Count the lines in the items below that contain the string "mask", treating uppercase and lowercase as distinct. Reply with the number alone.

□ □ □

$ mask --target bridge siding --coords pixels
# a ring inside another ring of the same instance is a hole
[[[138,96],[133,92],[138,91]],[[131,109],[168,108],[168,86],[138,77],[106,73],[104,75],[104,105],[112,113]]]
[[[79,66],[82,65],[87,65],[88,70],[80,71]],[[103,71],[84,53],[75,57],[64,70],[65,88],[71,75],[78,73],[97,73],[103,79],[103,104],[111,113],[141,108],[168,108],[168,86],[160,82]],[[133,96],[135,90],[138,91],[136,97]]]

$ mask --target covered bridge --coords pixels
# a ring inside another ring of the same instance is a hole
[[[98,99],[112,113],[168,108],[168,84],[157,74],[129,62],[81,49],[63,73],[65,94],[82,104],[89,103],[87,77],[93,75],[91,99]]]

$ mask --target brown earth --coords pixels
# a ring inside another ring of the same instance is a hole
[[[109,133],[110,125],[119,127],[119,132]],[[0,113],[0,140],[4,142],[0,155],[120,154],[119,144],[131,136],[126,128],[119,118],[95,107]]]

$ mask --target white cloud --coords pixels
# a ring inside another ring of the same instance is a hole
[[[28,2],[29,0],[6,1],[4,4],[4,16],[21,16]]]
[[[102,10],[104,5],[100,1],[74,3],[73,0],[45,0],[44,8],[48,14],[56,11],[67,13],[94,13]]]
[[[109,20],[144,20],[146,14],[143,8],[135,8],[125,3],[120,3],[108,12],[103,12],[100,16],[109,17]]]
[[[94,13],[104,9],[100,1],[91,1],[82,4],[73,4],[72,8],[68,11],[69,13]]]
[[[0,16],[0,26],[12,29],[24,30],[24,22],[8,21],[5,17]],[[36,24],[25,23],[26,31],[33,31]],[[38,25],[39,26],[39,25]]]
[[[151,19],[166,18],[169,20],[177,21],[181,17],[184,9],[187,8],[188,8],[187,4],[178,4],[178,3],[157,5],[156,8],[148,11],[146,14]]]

□ □ □

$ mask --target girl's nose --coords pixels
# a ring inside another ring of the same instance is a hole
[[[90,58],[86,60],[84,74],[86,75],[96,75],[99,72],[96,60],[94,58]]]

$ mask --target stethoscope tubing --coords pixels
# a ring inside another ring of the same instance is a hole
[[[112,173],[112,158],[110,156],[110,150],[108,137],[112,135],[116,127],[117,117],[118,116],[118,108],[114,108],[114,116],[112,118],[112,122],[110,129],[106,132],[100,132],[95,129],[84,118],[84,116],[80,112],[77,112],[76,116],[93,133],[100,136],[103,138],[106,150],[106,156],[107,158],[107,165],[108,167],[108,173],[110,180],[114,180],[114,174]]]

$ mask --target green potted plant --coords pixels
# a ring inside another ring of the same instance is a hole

□ □ □

**RESPONSE BELOW:** 7